▶ **INSTRUCTIONS FOR THE TASK**
Rewrite every line of the records below, replacing "scouting log" with "survey notes" and leaving everything else unchanged. Leave the pictures out of your answer.

▶ **DATASET RECORDS**
□ □ □ □ □ □ □

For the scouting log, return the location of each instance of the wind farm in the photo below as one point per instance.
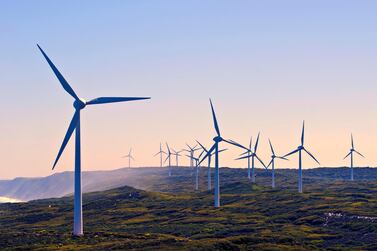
(255, 125)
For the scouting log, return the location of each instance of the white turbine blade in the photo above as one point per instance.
(232, 142)
(202, 146)
(347, 155)
(214, 119)
(71, 128)
(294, 151)
(62, 80)
(269, 164)
(105, 100)
(359, 154)
(272, 149)
(208, 153)
(311, 155)
(303, 133)
(256, 144)
(256, 156)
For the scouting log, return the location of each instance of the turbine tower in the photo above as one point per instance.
(176, 154)
(209, 163)
(299, 149)
(168, 157)
(79, 104)
(129, 156)
(197, 171)
(251, 154)
(272, 163)
(352, 150)
(160, 153)
(217, 139)
(191, 151)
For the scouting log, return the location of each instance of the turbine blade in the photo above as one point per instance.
(208, 153)
(244, 157)
(279, 157)
(256, 156)
(232, 142)
(214, 119)
(105, 100)
(303, 133)
(71, 128)
(347, 155)
(223, 150)
(204, 149)
(256, 144)
(272, 149)
(359, 154)
(294, 151)
(311, 155)
(62, 80)
(269, 164)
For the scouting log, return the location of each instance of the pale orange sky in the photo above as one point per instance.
(266, 69)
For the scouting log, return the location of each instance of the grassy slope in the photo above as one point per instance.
(252, 217)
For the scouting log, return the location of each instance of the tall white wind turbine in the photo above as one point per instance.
(352, 150)
(299, 149)
(168, 157)
(272, 164)
(160, 153)
(253, 155)
(129, 157)
(79, 104)
(217, 139)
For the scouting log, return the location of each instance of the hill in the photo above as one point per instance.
(330, 214)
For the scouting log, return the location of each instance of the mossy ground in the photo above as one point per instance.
(172, 216)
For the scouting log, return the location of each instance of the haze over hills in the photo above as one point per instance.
(152, 179)
(331, 214)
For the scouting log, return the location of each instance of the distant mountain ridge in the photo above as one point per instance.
(150, 178)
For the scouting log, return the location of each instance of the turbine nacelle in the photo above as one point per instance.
(218, 139)
(79, 104)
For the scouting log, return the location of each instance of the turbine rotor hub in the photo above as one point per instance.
(217, 139)
(79, 104)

□ □ □ □ □ □ □

▶ **TASK RESPONSE**
For the survey notes, return the location of each instance of the wind farm in the photo below as one point per instance.
(255, 125)
For the survey notes, return the location of each instance of the white turbine blade in the photo above as one point per instance.
(232, 142)
(202, 146)
(347, 155)
(214, 119)
(71, 128)
(294, 151)
(62, 80)
(269, 164)
(105, 100)
(359, 154)
(272, 149)
(208, 153)
(311, 155)
(303, 133)
(256, 144)
(256, 156)
For the survey notes, return the location of each instance of the turbine tower in the photo above as one point per instance.
(176, 154)
(209, 163)
(299, 149)
(168, 157)
(79, 104)
(129, 156)
(197, 171)
(251, 154)
(272, 163)
(352, 150)
(160, 153)
(217, 139)
(191, 151)
For the survey notes, return the location of each instance of the turbine blade in the photo above as one point per instance.
(208, 153)
(244, 157)
(279, 157)
(256, 156)
(232, 142)
(214, 119)
(105, 100)
(303, 133)
(71, 128)
(347, 155)
(223, 150)
(204, 149)
(256, 144)
(272, 149)
(359, 154)
(294, 151)
(311, 155)
(62, 80)
(269, 164)
For the survey notes, return the location of each instance of the pale orange sky in the photo above as one point per instance.
(266, 69)
For the survey notes, return the location of each instance of the grassy slope in the photo above as one point per instance.
(252, 217)
For the survey notes, return the location of each instance of the tall white wind turbine in the photo above as one point per instance.
(352, 150)
(299, 149)
(168, 157)
(272, 164)
(160, 153)
(253, 155)
(129, 157)
(79, 104)
(217, 139)
For the survey notes, return the location of each instance of the hill in the photo above as one point per instance.
(330, 214)
For the survey notes, return the location of each instance of the mossy ground in the photo above as one point per instance.
(172, 216)
For the survey notes, return the location of each instance of the haze over hills in the photo above as one point per instance.
(152, 179)
(331, 214)
For the survey notes, return the location of each instance of the distant mountain ridge in the photo above as one point per instance.
(150, 178)
For the survey notes, return the location of each instance of the turbine nacelle in the photo above as one point per instance.
(218, 139)
(79, 104)
For the survey notes, return the location of each instance of the turbine rotor hub in the photo above as one point per instance.
(217, 139)
(79, 104)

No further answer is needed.